*** Block opens ***
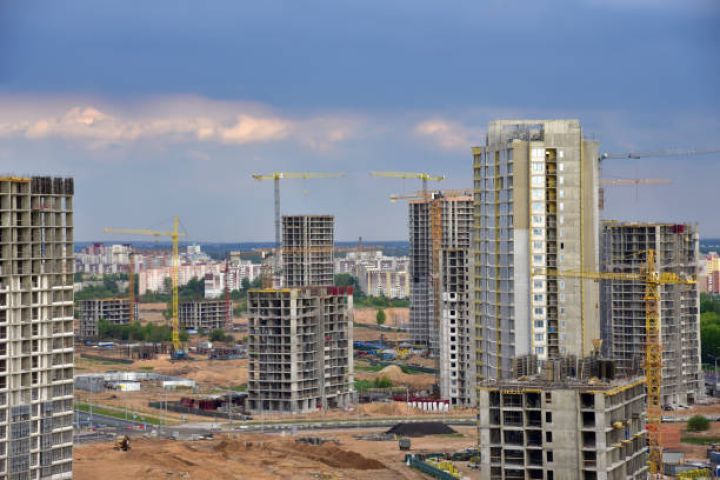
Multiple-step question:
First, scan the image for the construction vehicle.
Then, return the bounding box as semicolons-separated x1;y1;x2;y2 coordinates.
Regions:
104;217;188;360
533;248;696;476
114;435;130;451
398;438;411;451
251;172;344;280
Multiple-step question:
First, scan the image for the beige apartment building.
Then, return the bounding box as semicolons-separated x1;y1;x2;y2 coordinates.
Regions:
473;120;600;381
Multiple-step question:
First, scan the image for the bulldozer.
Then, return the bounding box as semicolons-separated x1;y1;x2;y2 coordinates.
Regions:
114;435;131;452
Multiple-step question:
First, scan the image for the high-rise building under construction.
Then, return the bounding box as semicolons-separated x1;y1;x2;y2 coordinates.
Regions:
409;192;473;359
600;221;703;406
282;215;334;287
0;176;74;479
473;120;600;381
248;214;354;413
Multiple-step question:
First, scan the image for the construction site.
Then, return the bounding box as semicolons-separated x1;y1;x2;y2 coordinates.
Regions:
49;121;715;479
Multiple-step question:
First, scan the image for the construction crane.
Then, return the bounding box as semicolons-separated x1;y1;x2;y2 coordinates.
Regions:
372;171;446;359
104;217;188;360
371;171;445;200
251;172;345;276
598;148;720;209
390;188;472;203
533;249;696;477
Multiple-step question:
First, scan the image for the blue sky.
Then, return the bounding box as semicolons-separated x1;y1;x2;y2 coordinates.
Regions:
0;0;718;241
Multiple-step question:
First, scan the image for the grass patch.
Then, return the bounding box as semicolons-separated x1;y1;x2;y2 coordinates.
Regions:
75;402;166;426
681;435;720;445
229;384;247;392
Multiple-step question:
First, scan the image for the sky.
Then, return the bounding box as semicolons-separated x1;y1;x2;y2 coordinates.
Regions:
0;0;718;242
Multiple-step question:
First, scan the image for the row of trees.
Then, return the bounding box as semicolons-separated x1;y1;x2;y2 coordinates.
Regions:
701;293;720;363
98;319;189;343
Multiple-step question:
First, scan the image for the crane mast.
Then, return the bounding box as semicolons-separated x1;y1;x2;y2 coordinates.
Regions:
251;172;344;283
104;216;187;358
534;249;695;476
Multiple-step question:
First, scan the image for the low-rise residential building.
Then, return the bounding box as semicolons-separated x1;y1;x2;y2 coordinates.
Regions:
178;299;230;330
77;298;138;338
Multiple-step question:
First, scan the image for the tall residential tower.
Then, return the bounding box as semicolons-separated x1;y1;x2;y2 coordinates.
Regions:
473;120;600;381
600;221;703;405
0;176;75;479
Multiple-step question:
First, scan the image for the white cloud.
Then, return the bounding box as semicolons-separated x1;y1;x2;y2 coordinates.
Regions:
414;119;479;151
0;96;355;150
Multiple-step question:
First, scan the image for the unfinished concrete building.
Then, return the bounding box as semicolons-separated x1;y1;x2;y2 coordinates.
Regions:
76;297;138;338
477;360;647;480
282;215;334;287
0;176;75;479
246;286;354;413
436;192;476;407
178;299;229;331
600;221;702;406
473;120;600;382
409;191;473;360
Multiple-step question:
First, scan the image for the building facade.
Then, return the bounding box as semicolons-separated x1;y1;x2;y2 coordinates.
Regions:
477;376;647;480
600;221;703;405
76;298;137;338
247;286;354;413
178;299;229;331
282;215;334;287
358;267;409;298
409;191;473;356
0;176;75;479
473;119;600;381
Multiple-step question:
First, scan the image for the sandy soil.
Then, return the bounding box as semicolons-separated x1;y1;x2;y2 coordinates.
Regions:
356;365;436;390
354;307;409;328
76;354;248;388
74;427;477;480
138;303;168;324
353;326;408;342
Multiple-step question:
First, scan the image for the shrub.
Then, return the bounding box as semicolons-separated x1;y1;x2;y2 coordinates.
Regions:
687;415;711;432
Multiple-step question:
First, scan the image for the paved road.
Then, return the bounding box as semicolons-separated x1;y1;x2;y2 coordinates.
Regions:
75;411;145;429
172;416;477;434
75;409;477;441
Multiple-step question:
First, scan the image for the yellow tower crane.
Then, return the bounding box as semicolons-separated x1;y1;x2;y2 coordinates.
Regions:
104;217;188;359
533;249;696;477
251;172;344;280
372;171;446;357
370;171;445;200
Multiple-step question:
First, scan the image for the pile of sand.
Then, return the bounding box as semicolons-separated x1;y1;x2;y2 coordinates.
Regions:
356;364;435;389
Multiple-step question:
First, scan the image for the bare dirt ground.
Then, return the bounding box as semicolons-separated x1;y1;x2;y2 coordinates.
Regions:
*** Block closes ***
▶ _Task instructions_: Copy out the whole listing exactly, and don't carry over any pictures.

▶ _Output for this exercise_:
Multiple-step question:
First, scan the image for the construction vehicle.
Then, return the bounding box as semicolons-separated x1;y1;x2;y2 coordinates.
Regions:
104;217;188;360
533;248;696;476
114;435;130;451
398;438;411;451
251;172;344;280
Multiple-step question:
First, scan the image for the beige apartment building.
Then, return the bounding box as semicolons-separated x1;y1;x2;y2 coordinates.
Regions:
473;120;600;381
Multiple-step question:
First, scan the image for the bulldozer.
Then, return the bounding box as semicolons-separated x1;y1;x2;y2 coordinates.
Regions:
114;435;131;452
Multiple-step question:
First, scan the image for the high-rise building under construction.
Then, return the bounding box as semicolons-separated x1;y1;x2;y2 coordinates.
Regions:
409;192;473;359
600;221;703;406
282;215;334;287
0;176;74;479
473;120;600;381
248;214;354;413
Multiple-step question:
First, scan the image for the construction site.
Then, return the bounding box as semicolons-separated x1;y1;x2;y2 coordinates.
Regions:
49;121;715;479
Multiple-step question:
First, scan the image for the construction crane.
Then, return the bounding box as semicolons-separated x1;y1;x2;y2 coordinates.
Regions:
372;171;446;359
104;217;188;360
371;171;445;200
251;172;345;276
598;148;720;209
390;188;472;203
533;249;696;477
Multiple-step question:
First, scan the image for the blue sky.
Then, return the bounding box as semicolons-separated x1;y1;x2;y2 coordinates.
Regions:
0;0;718;241
Multiple-step question:
First, scan the image for the grass patch.
Then, return the bounding box as semicolons-separated x1;y1;x2;y2 coordinates.
Regions:
75;402;166;426
681;435;720;445
229;384;247;392
Multiple-step question:
First, scan the image for the sky.
Then, return the bounding box as semicolons-separated x1;y1;x2;y2 coordinates.
Regions:
0;0;718;242
Multiple-step question:
First, scan the image for the row of trees.
Then, return the bounding box as semicolons-separated x1;y1;x2;y2 coordinates.
Regions:
701;293;720;363
98;319;189;343
Multiple-step question:
First, scan the image for the crane mast.
Then, return the bounding box as semicolons-separated x1;y1;x2;y2 coordinates.
Regions:
251;172;344;283
104;216;187;358
534;249;695;476
Multiple-step question:
First, scan the image for the low-rise residential building.
Then, return the bounding box as semicolons-separated x1;y1;x2;y2 coordinates.
Regions:
178;299;230;330
77;298;138;338
Multiple-step question:
First, scan the image for the tall residential tower.
Then, return the bounding box as semicolons-separated x1;y1;x2;y2 coordinates.
Regions:
473;120;600;381
600;221;703;405
0;176;75;479
Multiple-step question:
First, scan the image for the white cloud.
Then, return the bounding box as semicolons-separated x1;y1;x2;y2 coordinates.
Regions:
414;119;479;151
0;96;355;150
Multiple-step question:
First, scan the image for the unfinished concrete building.
Then, return the bounding box as semicolons-separated x1;y1;x2;y2 coordinates.
Regions:
76;297;138;338
477;360;647;480
282;215;334;287
0;176;75;479
246;286;354;413
436;192;476;407
178;299;229;331
600;221;702;406
473;120;600;382
409;191;473;360
Multiple-step question:
First, scan the image for the building facade.
Then, return the bounding box as semicolons-separated x1;y1;x2;y2 coordinates.
Regions:
477;376;647;480
600;221;703;405
76;298;137;338
247;286;354;413
178;299;229;331
282;215;334;287
358;267;409;298
409;191;473;356
0;176;75;479
473;119;600;381
Multiple-step question:
First, scan the image for the sandy soil.
Then, return the bounding box as semicolons-separated x1;y1;x2;y2 coordinates.
Regions:
356;365;436;390
354;307;409;328
76;354;248;388
74;427;477;480
138;303;168;324
353;326;408;342
Multiple-step question:
First, scan the image for the shrub.
Then, return the bounding box as semicolons-separated x1;y1;x2;y2 coordinates.
Regions:
687;415;711;432
Multiple-step question:
First, scan the image for the paved road.
Then, return the bounding box as semicolons-separated x1;y1;x2;y2 coordinates.
Regions:
75;411;145;429
172;416;477;434
75;409;477;441
Multiple-step question:
First, scan the image for the yellow tower crane.
Then, return the bounding box as semicolons-separated x1;y1;x2;y2 coordinates.
Regions:
104;217;188;359
533;249;696;477
251;172;344;280
372;171;446;357
370;171;445;200
Multiple-step question:
First, scan the image for the pile of sand.
Then, return the bounding box as semicolons-separated x1;y1;x2;y2 coordinates.
Regions:
356;364;435;389
Multiple-step question:
First, scan the image for the bare dirt ground.
Then, return the bounding box as semicolons-separated x1;y1;x2;y2 coordinates.
Regions:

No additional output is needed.